Excerpted records:
........

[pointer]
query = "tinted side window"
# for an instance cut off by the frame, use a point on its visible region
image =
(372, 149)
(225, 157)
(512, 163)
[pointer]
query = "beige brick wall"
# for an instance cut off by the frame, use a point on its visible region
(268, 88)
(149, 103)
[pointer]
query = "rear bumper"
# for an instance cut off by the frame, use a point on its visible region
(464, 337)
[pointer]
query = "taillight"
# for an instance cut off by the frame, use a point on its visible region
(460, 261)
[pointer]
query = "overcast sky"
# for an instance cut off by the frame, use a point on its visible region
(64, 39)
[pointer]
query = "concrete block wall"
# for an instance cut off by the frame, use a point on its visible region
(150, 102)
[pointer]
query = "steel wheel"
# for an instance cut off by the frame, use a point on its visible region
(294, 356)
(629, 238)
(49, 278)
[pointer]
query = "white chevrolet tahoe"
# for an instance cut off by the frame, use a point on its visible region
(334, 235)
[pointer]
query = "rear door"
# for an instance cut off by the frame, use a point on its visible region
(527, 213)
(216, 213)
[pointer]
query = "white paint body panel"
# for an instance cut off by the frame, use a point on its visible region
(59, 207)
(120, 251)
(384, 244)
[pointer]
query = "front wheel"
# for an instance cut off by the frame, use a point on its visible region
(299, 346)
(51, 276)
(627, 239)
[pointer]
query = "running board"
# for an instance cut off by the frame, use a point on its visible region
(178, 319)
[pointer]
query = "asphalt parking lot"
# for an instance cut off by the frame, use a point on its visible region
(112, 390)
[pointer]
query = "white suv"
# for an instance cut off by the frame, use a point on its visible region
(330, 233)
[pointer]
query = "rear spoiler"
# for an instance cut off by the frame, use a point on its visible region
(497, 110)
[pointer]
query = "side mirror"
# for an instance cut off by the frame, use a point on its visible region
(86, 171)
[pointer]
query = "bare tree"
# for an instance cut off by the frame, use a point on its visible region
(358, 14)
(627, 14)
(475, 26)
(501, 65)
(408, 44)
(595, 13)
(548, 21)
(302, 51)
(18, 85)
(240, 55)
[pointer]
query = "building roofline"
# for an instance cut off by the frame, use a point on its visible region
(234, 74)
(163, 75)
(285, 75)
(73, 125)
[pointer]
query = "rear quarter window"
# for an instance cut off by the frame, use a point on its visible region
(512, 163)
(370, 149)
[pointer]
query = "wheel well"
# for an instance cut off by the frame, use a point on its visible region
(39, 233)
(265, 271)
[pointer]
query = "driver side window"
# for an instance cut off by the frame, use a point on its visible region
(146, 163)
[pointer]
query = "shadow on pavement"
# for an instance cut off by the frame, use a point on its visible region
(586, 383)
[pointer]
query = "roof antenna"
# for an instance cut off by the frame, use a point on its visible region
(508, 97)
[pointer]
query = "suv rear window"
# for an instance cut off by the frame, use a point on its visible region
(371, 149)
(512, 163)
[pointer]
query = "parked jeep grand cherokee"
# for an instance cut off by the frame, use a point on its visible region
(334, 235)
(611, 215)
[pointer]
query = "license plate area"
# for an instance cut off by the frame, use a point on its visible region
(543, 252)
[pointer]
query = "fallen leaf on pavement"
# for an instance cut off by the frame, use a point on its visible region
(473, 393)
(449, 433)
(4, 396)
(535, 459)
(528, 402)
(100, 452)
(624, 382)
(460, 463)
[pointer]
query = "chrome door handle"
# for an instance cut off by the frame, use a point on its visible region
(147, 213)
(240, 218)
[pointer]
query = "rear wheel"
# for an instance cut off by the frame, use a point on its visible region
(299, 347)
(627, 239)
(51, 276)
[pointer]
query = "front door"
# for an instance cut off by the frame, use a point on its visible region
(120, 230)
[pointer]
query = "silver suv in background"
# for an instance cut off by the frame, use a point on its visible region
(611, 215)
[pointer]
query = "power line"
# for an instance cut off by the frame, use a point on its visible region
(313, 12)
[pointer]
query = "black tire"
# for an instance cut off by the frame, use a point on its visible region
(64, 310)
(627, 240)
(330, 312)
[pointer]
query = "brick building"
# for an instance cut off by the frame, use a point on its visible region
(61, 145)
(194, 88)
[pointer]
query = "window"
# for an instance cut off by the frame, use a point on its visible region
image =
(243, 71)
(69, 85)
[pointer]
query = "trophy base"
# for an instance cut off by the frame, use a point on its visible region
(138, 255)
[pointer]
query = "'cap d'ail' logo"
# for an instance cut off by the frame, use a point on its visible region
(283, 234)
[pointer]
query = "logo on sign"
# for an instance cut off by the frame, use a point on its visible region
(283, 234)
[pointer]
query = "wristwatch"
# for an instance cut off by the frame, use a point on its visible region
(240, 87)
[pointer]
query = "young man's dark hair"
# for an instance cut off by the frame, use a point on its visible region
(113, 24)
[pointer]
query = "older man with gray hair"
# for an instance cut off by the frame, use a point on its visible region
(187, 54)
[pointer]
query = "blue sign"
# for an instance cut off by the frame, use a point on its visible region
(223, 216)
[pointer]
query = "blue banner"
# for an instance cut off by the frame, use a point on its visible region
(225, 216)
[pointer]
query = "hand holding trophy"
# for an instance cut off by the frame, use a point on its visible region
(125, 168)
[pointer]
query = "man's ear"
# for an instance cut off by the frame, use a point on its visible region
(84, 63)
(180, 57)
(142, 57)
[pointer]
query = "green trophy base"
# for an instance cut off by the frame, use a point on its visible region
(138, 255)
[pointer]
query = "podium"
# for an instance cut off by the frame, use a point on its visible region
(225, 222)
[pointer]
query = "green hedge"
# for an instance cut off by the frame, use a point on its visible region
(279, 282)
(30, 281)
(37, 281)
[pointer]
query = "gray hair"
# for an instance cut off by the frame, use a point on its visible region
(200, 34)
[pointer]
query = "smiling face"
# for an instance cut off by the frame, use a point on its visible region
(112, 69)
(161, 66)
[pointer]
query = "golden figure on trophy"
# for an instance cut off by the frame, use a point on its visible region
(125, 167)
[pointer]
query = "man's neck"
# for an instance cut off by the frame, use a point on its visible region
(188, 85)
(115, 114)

........

Problem to solve: Return, in full, every line above that contains the string "logo".

Written solution:
query = "'cap d'ail' logo"
query = "logo on sign"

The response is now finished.